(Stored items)
+++

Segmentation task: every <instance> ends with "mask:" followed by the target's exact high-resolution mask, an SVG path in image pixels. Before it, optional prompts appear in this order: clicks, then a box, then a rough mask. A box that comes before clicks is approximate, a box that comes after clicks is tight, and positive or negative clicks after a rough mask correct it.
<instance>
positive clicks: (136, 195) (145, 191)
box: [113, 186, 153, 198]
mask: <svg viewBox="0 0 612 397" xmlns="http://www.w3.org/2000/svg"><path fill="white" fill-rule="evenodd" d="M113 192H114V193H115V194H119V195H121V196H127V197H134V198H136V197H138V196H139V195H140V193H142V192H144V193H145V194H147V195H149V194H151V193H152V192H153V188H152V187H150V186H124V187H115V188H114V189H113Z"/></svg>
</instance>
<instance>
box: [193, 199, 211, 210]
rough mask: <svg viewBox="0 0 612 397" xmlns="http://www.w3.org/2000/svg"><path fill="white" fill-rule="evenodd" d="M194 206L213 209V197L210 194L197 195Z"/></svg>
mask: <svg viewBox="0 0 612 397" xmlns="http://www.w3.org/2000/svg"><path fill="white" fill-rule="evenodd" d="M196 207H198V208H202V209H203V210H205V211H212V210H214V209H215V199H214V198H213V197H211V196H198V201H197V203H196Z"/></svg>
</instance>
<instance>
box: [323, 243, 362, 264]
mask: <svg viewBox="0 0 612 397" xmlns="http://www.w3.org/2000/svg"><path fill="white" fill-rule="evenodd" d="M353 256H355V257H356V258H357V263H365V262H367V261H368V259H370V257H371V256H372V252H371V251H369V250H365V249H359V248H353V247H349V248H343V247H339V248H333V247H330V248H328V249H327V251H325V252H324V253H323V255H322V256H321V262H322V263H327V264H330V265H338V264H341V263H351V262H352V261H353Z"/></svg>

+++

> _Exercise requirements_
All the entries above should come back exactly as they are written.

> _Worked solution_
Segmentation task: every <instance> ends with "mask:" followed by the target's exact high-resolution mask, an SVG path in image pixels. Before it, optional prompts appear in this order: clicks, then a box, then a rough mask. A box that comes before clicks is approximate, a box that comes after clicks is tight, and positive or negative clicks after a rough mask correct it.
<instance>
positive clicks: (136, 195) (145, 191)
box: [113, 186, 153, 198]
mask: <svg viewBox="0 0 612 397" xmlns="http://www.w3.org/2000/svg"><path fill="white" fill-rule="evenodd" d="M113 192H114V193H115V194H119V195H121V196H127V197H134V198H136V197H138V196H139V195H140V193H142V192H144V193H145V194H147V195H149V194H151V193H152V192H153V188H152V187H150V186H124V187H115V188H114V189H113Z"/></svg>
</instance>
<instance>
box: [193, 199, 211, 210]
rough mask: <svg viewBox="0 0 612 397" xmlns="http://www.w3.org/2000/svg"><path fill="white" fill-rule="evenodd" d="M194 206L213 209V197L210 194L197 195Z"/></svg>
mask: <svg viewBox="0 0 612 397" xmlns="http://www.w3.org/2000/svg"><path fill="white" fill-rule="evenodd" d="M196 207H198V208H202V209H203V210H205V211H212V210H214V209H215V199H214V198H213V197H211V196H198V201H197V203H196Z"/></svg>
</instance>
<instance>
box: [323, 243, 362, 264]
mask: <svg viewBox="0 0 612 397" xmlns="http://www.w3.org/2000/svg"><path fill="white" fill-rule="evenodd" d="M353 256H355V257H356V258H357V263H365V262H367V261H368V259H370V257H371V256H372V252H371V251H369V250H365V249H359V248H353V247H349V248H343V247H339V248H333V247H330V248H328V249H327V251H325V252H324V253H323V255H322V256H321V262H322V263H327V264H330V265H338V264H341V263H351V262H352V261H353Z"/></svg>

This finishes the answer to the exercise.